設問内容: エントリの冒頭から "point(333, 204)" を含む行までの範囲（両端を含む）を、列名を「本文」と「解答」とする2列のCSVに変換してください。各エントリを1行とし、各値は二重引用符で囲んだ1つのフィールドに収め、改行は半角スペースに置き換えてください。

演習データ:
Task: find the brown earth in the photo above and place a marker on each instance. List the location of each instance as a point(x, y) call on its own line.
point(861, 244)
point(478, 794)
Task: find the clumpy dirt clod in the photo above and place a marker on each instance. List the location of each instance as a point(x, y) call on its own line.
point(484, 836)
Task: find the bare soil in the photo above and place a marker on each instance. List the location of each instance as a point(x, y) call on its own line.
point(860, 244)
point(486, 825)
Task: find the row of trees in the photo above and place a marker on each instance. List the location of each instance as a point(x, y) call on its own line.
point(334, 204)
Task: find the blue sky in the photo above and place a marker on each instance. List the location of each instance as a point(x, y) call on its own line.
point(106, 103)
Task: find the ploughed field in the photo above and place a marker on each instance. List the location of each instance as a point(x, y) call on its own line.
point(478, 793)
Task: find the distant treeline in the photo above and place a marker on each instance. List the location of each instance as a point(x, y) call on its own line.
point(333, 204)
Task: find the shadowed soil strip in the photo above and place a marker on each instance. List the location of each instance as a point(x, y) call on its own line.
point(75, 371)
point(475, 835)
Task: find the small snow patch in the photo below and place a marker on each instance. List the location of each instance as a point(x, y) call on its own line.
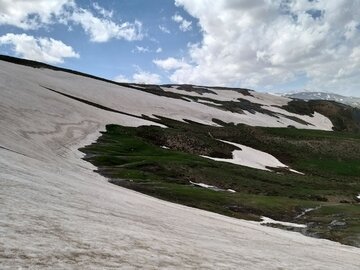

解答例:
本文,解答
"Task: find the brown earth in the photo above and place a marker on each instance. List the location of each instance as a point(x, y) call on its own line.","point(861, 244) point(478, 794)"
"Task: find the clumpy dirt clod in the photo above and place a marker on each instance. List the location of each instance as a point(x, y) call on its own line.","point(484, 836)"
"Task: find the bare soil in the photo above and place a marker on each instance. List the location of each instance as a point(x, y) call on its own line.","point(860, 244) point(486, 825)"
"Task: find the row of trees in the photo above and place a marker on each instance. List the location of each instance as a point(x, y) call on its own line.","point(334, 204)"
"Task: find the blue sky in the photo above and place a marker on each instance. List the location of each instance as a point(x, y) call on its own line.","point(106, 103)"
"Task: find the ploughed field in the photo above and place a marker on each instance. List the location of each instance as a point(x, y) call on its own line.","point(478, 793)"
"Task: find the distant treeline in the photo above and place a marker on each instance. List the location of each instance as a point(x, y) call on its own line.","point(333, 204)"